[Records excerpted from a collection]
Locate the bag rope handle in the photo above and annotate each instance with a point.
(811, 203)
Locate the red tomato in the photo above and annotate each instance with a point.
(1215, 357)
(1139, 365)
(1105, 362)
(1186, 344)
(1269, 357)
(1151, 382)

> _Problem details_
Reproduce the material, changing every "annotate" to "mark" and leaving all other text identical.

> _Solution for this exercise_
Locate the bag rope handle in the photo above and mark each instance with a point.
(811, 203)
Locate the red tomato in the photo above and mark each instance with a point.
(1215, 357)
(1139, 365)
(1105, 362)
(1186, 344)
(1269, 357)
(1151, 382)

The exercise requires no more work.